**Extracted text**
++++++
In light of the heterogeneous results across the main UGT1A1 SNP (rs6431625) genotype categories in serological analyses, we applied a MR approach to this SNP separately from the other genetic instruments. In the MR analysis of the rs6431625, higher levels of genetically predicted bilirubin were positively associated with CRC risk in men (OR = 1.07, 95% CI = 1.02–1.12; P = 0.006; per 1-SD of total bilirubin), but not in women (OR = 1.01, 95% CI = 0.96–1.06; P = 0.73) (Table 2) (I2 = 64.0%; Pheterogeneity = 0.10).

In the MR analyses of the other 114 genetic instruments, no outlier SNPs were identified by MR-PRESSO analyses, with some heterogeneity among the instruments (PGlobal < 0.04). The likelihood-based MR risk estimates, which excluded rs6431625, showed some evidence that higher levels of bilirubin were inversely associated with CRC risk in men (OR = 0.89, 95% CI = 0.80–1.00; P = 0.05), while in women, no association was observed (OR = 1.00, 95% CI = 0.89–1.11; P = 0.96) (Table 2) (I2 = 39.0%; Pheterogeneity = 0.20). Scatter plots depicting the genetic association of the 115 SNPs with total bilirubin levels and with CRC risk, together with MR risk estimates for the genetic instrument comprising the 114 SNPs, are shown in Fig. 1.

Fig. 1

Scatter plots depicting the genetic association between total bilirubin levels and colorectal cancer risk. Per allele association of total bilirubin SNPs with inverse-normal-transformed bilirubin levels (x axis) and risk for colorectal cancer (y axis; logarithmic scale) in men (a) and in women (b), together with the likelihood-based MR estimate for the genetic instrument comprising of the 114 SNPs (dashed-blue line) and their 95% CI (dotted-blue lines)

In MR sensitivity analyses of the 114 SNP instrument, the MR-Egger test did not detect directional pleiotropy in the intercept analysis for total bilirubin levels in men or women (Pintercept ≥ 0.45). The additional inverse-variance weighting, weighted median, and modal-based estimates provided similar results compared to the likelihood-based MR risk estimates (Supplementary Table 4, see Additional file 1).


We investigated the relation between pre-diagnostic levels of circulating UCB, the main component of total bilirubin, and CRC risk in the EPIC study, and then complemented these analyses with an MR approach using data from large-scale genetic consortia of CRC. In the serological analysis, higher circulating levels of UCB were positively associated with CRC risk in men and inversely associated in women. The complementary MR analysis supported a positive association between total bilirubin levels, genetically predicted by a UGT1A1 SNP (rs6431625), and CRC risk in men, but not in women. We further found that bilirubin levels predicted by instrumental variables excluding the UGT1A1 SNP were suggestive of an inverse association with CRC in men, which is in line with our initial hypothesis, but not in women.
++++++
**The problem**
Reproduce the passage on bilirubin and colorectal cancer risk verbatim, beginning at the words "We investigated the" and stopping after the words "hypothesis, but not in women.".

**Data extract**
++++++
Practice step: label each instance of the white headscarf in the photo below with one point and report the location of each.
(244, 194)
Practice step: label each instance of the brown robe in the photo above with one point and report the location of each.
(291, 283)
++++++
**Answer to the problem**
We investigated the relation between pre-diagnostic levels of circulating UCB, the main component of total bilirubin, and CRC risk in the EPIC study, and then complemented these analyses with an MR approach using data from large-scale genetic consortia of CRC. In the serological analysis, higher circulating levels of UCB were positively associated with CRC risk in men and inversely associated in women. The complementary MR analysis supported a positive association between total bilirubin levels, genetically predicted by a UGT1A1 SNP (rs6431625), and CRC risk in men, but not in women. We further found that bilirubin levels predicted by instrumental variables excluding the UGT1A1 SNP were suggestive of an inverse association with CRC in men, which is in line with our initial hypothesis, but not in women.